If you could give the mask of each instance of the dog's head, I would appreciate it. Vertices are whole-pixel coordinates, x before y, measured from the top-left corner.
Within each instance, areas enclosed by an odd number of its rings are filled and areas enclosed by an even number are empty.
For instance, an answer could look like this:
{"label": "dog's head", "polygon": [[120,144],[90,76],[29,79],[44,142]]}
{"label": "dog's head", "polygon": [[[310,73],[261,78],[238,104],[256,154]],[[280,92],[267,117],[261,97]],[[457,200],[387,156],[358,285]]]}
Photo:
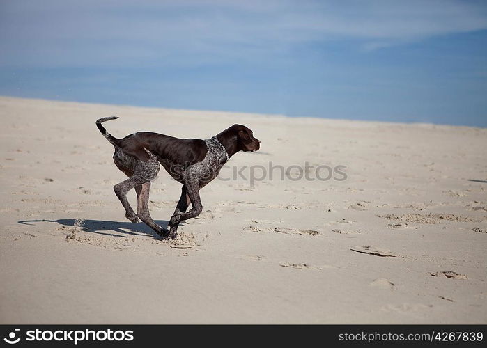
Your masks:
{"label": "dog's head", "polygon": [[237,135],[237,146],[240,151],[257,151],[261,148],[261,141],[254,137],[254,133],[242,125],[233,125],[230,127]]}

··········

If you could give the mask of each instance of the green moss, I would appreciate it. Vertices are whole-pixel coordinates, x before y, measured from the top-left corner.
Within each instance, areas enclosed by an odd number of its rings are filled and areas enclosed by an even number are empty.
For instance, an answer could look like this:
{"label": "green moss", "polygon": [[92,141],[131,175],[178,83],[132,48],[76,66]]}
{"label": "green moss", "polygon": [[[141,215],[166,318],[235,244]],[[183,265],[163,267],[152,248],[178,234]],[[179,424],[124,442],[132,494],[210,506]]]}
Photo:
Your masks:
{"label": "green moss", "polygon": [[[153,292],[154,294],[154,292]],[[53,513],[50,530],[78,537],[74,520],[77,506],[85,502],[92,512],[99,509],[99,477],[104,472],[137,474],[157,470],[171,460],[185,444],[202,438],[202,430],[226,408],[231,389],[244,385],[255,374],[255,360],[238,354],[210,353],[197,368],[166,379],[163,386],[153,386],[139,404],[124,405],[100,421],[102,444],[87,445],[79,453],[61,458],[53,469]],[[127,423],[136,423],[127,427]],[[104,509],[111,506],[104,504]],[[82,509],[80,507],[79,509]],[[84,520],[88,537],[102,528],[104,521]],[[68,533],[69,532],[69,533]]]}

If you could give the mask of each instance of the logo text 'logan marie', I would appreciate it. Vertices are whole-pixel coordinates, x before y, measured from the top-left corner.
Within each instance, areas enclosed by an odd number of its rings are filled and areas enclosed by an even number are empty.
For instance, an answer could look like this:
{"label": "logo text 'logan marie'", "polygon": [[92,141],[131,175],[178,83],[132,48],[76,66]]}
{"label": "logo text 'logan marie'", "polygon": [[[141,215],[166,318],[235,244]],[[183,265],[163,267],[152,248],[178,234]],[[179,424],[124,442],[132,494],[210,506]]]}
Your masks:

··········

■ GIVEN INSTRUCTION:
Return each line above that contains the word "Vertices", treating uppercase and lowercase as different.

■ REPLY:
If you could give the mask of each instance of the dog's head, I would appreciate it. Vertices are whole-pixel coordinates, x before y, measured from the top-left corner.
If you could give the mask of each instance of the green moss, I would appreciate it. Vertices are whole-pixel coordinates, x before y, measured from the top-left corner.
If you could give the mask of each instance of the logo text 'logan marie', I would appreciate it. Vertices are whole-pixel coordinates, x before y, measured from the top-left corner.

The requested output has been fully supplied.